**The records:**
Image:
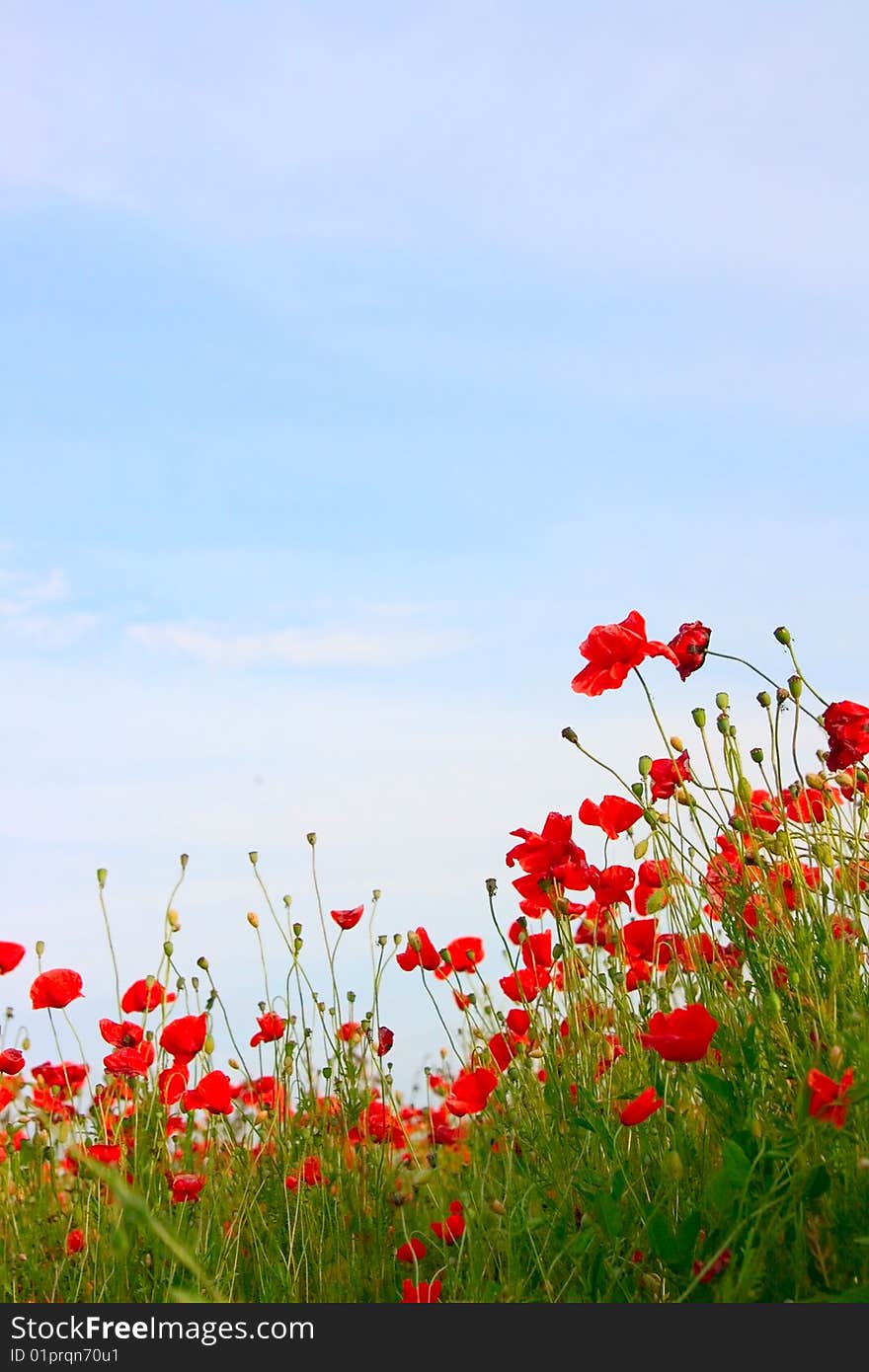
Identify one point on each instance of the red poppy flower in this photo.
(271, 1028)
(186, 1185)
(143, 996)
(847, 731)
(612, 650)
(640, 1107)
(125, 1034)
(130, 1062)
(830, 1100)
(184, 1037)
(172, 1083)
(460, 955)
(669, 773)
(421, 953)
(689, 647)
(682, 1034)
(10, 956)
(421, 1293)
(348, 918)
(614, 813)
(211, 1093)
(470, 1091)
(55, 989)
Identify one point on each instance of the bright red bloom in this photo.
(130, 1062)
(669, 773)
(612, 650)
(470, 1091)
(847, 731)
(348, 918)
(640, 1107)
(186, 1185)
(422, 1293)
(125, 1034)
(184, 1037)
(612, 883)
(524, 984)
(689, 647)
(55, 989)
(141, 996)
(421, 953)
(682, 1034)
(830, 1100)
(614, 813)
(10, 956)
(461, 955)
(271, 1028)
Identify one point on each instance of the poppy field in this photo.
(654, 1080)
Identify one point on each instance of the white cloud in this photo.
(301, 647)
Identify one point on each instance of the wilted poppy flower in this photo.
(614, 813)
(830, 1100)
(411, 1252)
(55, 989)
(271, 1028)
(186, 1185)
(689, 647)
(847, 731)
(143, 995)
(682, 1034)
(348, 918)
(640, 1107)
(421, 953)
(421, 1293)
(612, 650)
(460, 955)
(669, 773)
(10, 956)
(471, 1091)
(184, 1037)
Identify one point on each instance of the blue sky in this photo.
(356, 361)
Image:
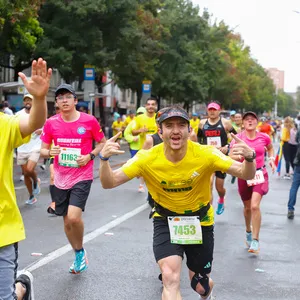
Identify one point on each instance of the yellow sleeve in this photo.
(285, 135)
(221, 162)
(133, 167)
(137, 123)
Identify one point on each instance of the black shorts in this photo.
(199, 257)
(77, 196)
(220, 175)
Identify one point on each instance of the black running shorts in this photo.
(77, 196)
(199, 257)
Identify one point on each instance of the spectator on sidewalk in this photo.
(296, 181)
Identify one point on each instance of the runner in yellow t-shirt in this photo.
(118, 126)
(16, 130)
(129, 118)
(177, 173)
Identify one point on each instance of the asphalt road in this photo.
(118, 237)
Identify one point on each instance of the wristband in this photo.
(103, 158)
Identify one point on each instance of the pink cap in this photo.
(214, 106)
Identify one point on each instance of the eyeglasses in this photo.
(67, 97)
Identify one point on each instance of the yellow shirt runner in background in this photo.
(182, 187)
(11, 223)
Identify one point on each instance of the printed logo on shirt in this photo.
(195, 174)
(81, 130)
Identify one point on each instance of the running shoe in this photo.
(208, 298)
(80, 263)
(37, 189)
(26, 279)
(51, 209)
(31, 200)
(248, 239)
(220, 208)
(254, 247)
(141, 189)
(291, 214)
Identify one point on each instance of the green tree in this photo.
(19, 33)
(285, 104)
(186, 65)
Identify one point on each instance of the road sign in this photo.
(146, 86)
(89, 74)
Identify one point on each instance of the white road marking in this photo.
(87, 238)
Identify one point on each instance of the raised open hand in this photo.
(111, 147)
(38, 85)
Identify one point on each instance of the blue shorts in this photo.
(8, 271)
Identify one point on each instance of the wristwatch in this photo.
(251, 159)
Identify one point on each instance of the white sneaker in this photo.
(26, 279)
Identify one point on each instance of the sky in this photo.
(270, 28)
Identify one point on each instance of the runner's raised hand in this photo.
(111, 147)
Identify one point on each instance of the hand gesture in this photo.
(82, 160)
(54, 151)
(224, 149)
(39, 83)
(111, 147)
(240, 148)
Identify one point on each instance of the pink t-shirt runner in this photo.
(79, 135)
(259, 143)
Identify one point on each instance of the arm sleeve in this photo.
(97, 131)
(46, 135)
(128, 132)
(221, 162)
(15, 135)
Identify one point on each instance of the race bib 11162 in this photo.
(68, 157)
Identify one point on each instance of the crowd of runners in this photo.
(178, 158)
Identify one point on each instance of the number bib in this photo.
(258, 178)
(214, 141)
(185, 230)
(68, 157)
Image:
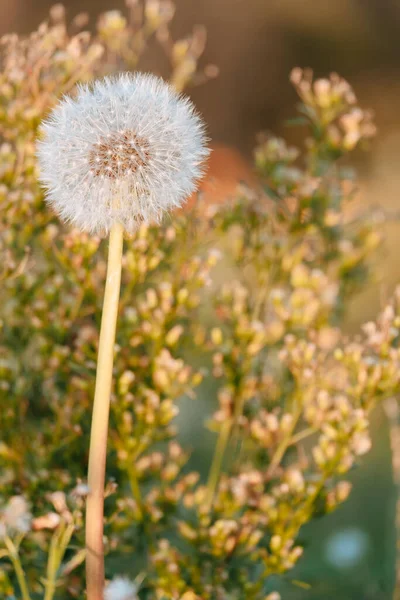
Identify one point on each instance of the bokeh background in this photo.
(255, 44)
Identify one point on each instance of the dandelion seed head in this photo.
(126, 149)
(15, 517)
(120, 588)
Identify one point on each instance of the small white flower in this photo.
(126, 149)
(15, 517)
(120, 588)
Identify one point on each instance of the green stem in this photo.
(19, 572)
(58, 546)
(135, 489)
(216, 464)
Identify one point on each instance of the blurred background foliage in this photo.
(255, 44)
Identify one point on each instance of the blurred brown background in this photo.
(256, 43)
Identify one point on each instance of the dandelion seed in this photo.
(16, 517)
(138, 145)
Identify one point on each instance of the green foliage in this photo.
(247, 295)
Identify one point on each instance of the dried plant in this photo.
(247, 297)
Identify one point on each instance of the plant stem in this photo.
(216, 464)
(100, 416)
(284, 444)
(19, 572)
(58, 547)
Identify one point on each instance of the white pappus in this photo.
(126, 148)
(120, 588)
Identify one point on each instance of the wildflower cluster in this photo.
(245, 299)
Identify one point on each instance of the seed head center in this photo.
(119, 154)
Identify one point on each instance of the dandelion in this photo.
(120, 588)
(16, 516)
(123, 152)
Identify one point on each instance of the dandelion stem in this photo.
(99, 430)
(19, 571)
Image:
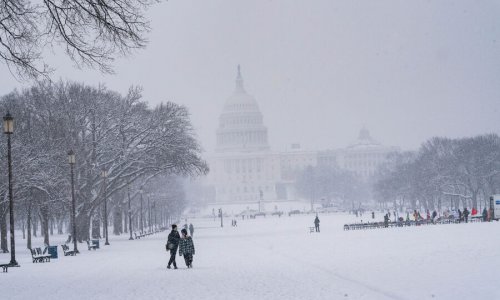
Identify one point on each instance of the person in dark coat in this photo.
(485, 215)
(186, 248)
(466, 215)
(316, 224)
(172, 245)
(191, 229)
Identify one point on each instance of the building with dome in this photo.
(364, 156)
(244, 169)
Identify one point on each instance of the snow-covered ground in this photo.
(274, 258)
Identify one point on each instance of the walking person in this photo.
(191, 229)
(316, 223)
(172, 245)
(485, 215)
(186, 248)
(466, 215)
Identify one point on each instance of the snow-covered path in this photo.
(276, 258)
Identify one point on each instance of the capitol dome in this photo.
(241, 126)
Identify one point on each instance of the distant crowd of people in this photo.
(460, 215)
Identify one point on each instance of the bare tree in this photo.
(92, 32)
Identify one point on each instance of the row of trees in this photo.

**Your objective:**
Copy all the data exactly as written, but skip any picture.

**Problem solution:**
Image:
Identify one point on each instance of the red poppy flower in this photo.
(271, 1028)
(186, 1185)
(143, 996)
(847, 731)
(612, 650)
(640, 1107)
(125, 1034)
(130, 1062)
(830, 1100)
(184, 1037)
(172, 1083)
(460, 955)
(669, 773)
(421, 953)
(689, 647)
(682, 1034)
(10, 956)
(421, 1293)
(348, 918)
(614, 813)
(211, 1093)
(470, 1091)
(55, 989)
Identify one point on each instance of the bright red bloom in this photo.
(130, 1062)
(669, 773)
(612, 650)
(470, 1091)
(847, 731)
(348, 918)
(640, 1107)
(186, 1185)
(422, 1293)
(125, 1034)
(184, 1037)
(612, 883)
(524, 984)
(689, 647)
(55, 989)
(141, 996)
(421, 953)
(682, 1034)
(830, 1100)
(614, 813)
(10, 956)
(461, 955)
(271, 1028)
Identify one point on each instance of the poppy field in this photo.
(654, 1080)
Identify one point on each instance of the white cloud in this photo.
(301, 647)
Identify one point on each instance of the wilted poppy flower in this photo.
(614, 813)
(830, 1100)
(411, 1252)
(55, 989)
(271, 1028)
(186, 1185)
(689, 647)
(847, 731)
(143, 995)
(682, 1034)
(348, 918)
(640, 1107)
(421, 953)
(421, 1293)
(612, 650)
(460, 955)
(669, 773)
(10, 956)
(471, 1091)
(184, 1037)
Identify one point on each instance of the blue sky in this photo.
(356, 361)
Image:
Identify one point on each instance of the yellow sleeve in this photo.
(285, 135)
(221, 162)
(133, 167)
(137, 123)
Identify one point on each instance of the black shorts in this photo.
(199, 257)
(77, 196)
(220, 175)
Identify one point on each instance of the black running shorts in this photo.
(77, 196)
(199, 257)
Identify one point on each instance of the spectator on sidewalk in this photo.
(296, 181)
Identify one point on each instance of the runner in yellow t-shirt in this photo.
(118, 126)
(16, 130)
(129, 118)
(177, 173)
Identify one point on each instance of the asphalt road in this photo.
(118, 237)
Identify one point on each instance of the wristband in this photo.
(103, 158)
Identify one point on each instance of the pink cap in this photo.
(214, 106)
Identify one point on each instance of the eyeglasses in this photo.
(67, 97)
Identify one point on each instance of the yellow shirt runner in background in this photo.
(182, 187)
(11, 223)
Identify one point on each instance of the printed logo on shirt in this photo.
(195, 174)
(81, 130)
Identify one point on each instance of the running shoe in this photo.
(208, 298)
(80, 263)
(37, 189)
(26, 279)
(51, 209)
(31, 200)
(248, 239)
(220, 208)
(254, 247)
(141, 189)
(291, 214)
Identify one point on each instance of the green tree in this photo.
(19, 33)
(285, 104)
(186, 65)
Identify one point on each instance of the road sign in this photo.
(146, 86)
(89, 74)
Identify one point on each instance of the white road marking in this photo.
(87, 238)
Identify one point on each instance of the raised open hand in this photo.
(111, 147)
(38, 85)
Identify one point on each instance of the blue shorts in this photo.
(8, 271)
Identify one point on each instance of the wristwatch in this photo.
(251, 159)
Identify one point on each instance of the white sneaker in this photo.
(26, 279)
Identify one point on each instance of the sky in this photo.
(270, 28)
Identify one point on each instance of the runner's raised hand in this photo.
(111, 147)
Identify one point on each instance of the hand gesture in this photo.
(82, 160)
(54, 151)
(224, 149)
(39, 83)
(111, 147)
(240, 148)
Identify one point on each instance of the pink t-shirt runner in this photo.
(79, 135)
(259, 143)
Identify one point on each instance of the arm sleeve in this photo.
(97, 131)
(46, 135)
(128, 132)
(221, 162)
(15, 135)
Identify one point on each instance of the race bib 11162 in this photo.
(68, 157)
Identify one point on each instance of the crowd of runners in this photo.
(178, 158)
Identify one point on each instance of the number bib in this photo.
(258, 178)
(214, 141)
(185, 230)
(68, 157)
Image:
Identify one point on each instance of the bokeh background in this photo.
(255, 44)
Identify one point on each instance of the dandelion seed head in this photo.
(126, 149)
(15, 517)
(120, 588)
Identify one point on each instance of the small white flower in this photo.
(126, 149)
(15, 517)
(120, 588)
Identify one point on each instance of the green stem in this photo.
(19, 572)
(58, 546)
(135, 489)
(216, 464)
Identify one point on each instance of the blurred background foliage in this photo.
(255, 44)
Identify one point on each instance of the blurred brown background in this photo.
(256, 43)
Identify one point on each instance of the dandelion seed in this photo.
(16, 517)
(138, 145)
Identify one point on each instance of the green foliage in this photo.
(247, 295)
Identify one point on each instance of the dried plant in this photo.
(247, 297)
Identify one point on each instance of the plant stem in this photo.
(216, 464)
(100, 416)
(284, 444)
(19, 572)
(58, 547)
Identify one point on each instance of the white pappus in this photo.
(126, 148)
(120, 588)
Identify one point on each instance of the wildflower cluster in this photo.
(245, 299)
Identify one point on each instance of the seed head center in this photo.
(119, 154)
Identify one point on each instance of the dandelion in this photo.
(120, 588)
(16, 516)
(123, 152)
Identify one point on each instance of the dandelion stem in this photo.
(99, 430)
(19, 571)
Image:
Identify one point on each instance of the person in dark coat in this photo.
(485, 215)
(186, 248)
(466, 215)
(316, 224)
(172, 245)
(191, 229)
Identify one point on each instance of the building with dome in this photo.
(364, 156)
(244, 169)
Identify one point on each instance of the snow-covered ground in this photo.
(274, 258)
Identify one point on each instance of the walking person in this photo.
(191, 229)
(316, 223)
(172, 245)
(485, 215)
(186, 248)
(466, 215)
Identify one point on each instance of the snow-covered path in this photo.
(276, 258)
Identify one point on each instance of the capitol dome in this photo.
(241, 126)
Identify one point on each instance of the distant crowd of people in this photo.
(460, 215)
Identify one point on each instance of the bare tree in this photo.
(92, 32)
Identify one point on each instance of the row of trees in this photo.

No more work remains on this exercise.